▶ [What is expected]: Retype the material below word for word, keeping every line, bracket, and number unchanged.

▶ [Listing]:
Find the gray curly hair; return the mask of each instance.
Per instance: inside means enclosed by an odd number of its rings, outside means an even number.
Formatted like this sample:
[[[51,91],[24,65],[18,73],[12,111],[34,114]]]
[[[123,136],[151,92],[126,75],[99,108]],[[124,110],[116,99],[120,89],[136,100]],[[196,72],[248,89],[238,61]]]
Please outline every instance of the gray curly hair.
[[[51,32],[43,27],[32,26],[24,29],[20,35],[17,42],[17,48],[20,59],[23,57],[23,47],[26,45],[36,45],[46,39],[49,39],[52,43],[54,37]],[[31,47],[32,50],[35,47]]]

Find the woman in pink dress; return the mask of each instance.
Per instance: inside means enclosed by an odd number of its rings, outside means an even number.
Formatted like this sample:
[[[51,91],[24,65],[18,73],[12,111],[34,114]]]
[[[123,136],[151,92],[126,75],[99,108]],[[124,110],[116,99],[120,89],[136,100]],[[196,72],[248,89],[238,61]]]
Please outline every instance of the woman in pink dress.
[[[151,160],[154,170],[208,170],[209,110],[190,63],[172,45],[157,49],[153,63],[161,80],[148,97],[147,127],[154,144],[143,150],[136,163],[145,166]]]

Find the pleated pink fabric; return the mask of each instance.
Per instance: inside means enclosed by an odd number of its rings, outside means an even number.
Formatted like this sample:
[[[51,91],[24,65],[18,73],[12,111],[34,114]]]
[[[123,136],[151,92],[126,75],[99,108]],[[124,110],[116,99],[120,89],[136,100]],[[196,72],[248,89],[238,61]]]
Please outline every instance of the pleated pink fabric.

▶ [The reply]:
Find the gray curly hair; return the mask of each instance.
Per instance: inside means enclosed by an odd number of its rings, outside means an even number.
Formatted like this sample:
[[[51,91],[24,65],[18,73],[12,111],[34,114]]]
[[[123,136],[151,92],[126,75],[99,108]],[[124,110],[116,99],[120,89],[136,100]],[[196,72],[248,89],[238,61]]]
Please outline every instance of the gray curly hair.
[[[51,32],[43,27],[32,26],[24,29],[20,35],[17,42],[17,48],[20,59],[23,57],[23,47],[26,45],[36,45],[46,39],[49,39],[52,43],[54,37]],[[31,47],[32,50],[35,47]]]

Find the woman in pink dress; return the mask of each instance.
Per instance: inside means enclosed by an odd number of its rings, outside means an even number.
Formatted like this sample:
[[[51,91],[24,65],[18,73],[12,111],[34,114]]]
[[[123,136],[151,92],[126,75],[99,108]],[[124,110],[116,99],[120,89],[136,100]],[[196,72],[248,89],[238,61]]]
Please outline every instance of the woman in pink dress.
[[[151,160],[154,170],[208,170],[209,110],[190,63],[172,45],[157,49],[153,63],[161,80],[148,97],[147,127],[154,144],[143,150],[136,163],[145,166]]]

Find the pleated pink fabric; return the mask of each instance.
Per instance: inside means enclosed by an odd number of its rings, outside means an even number.
Formatted like this sample:
[[[51,91],[24,65],[18,73],[12,111],[34,114]]]
[[[123,136],[151,92],[126,75],[99,108]],[[124,110],[116,99],[120,89],[136,100]],[[196,72],[248,89],[238,61]]]
Please outline every instance of the pleated pink fabric.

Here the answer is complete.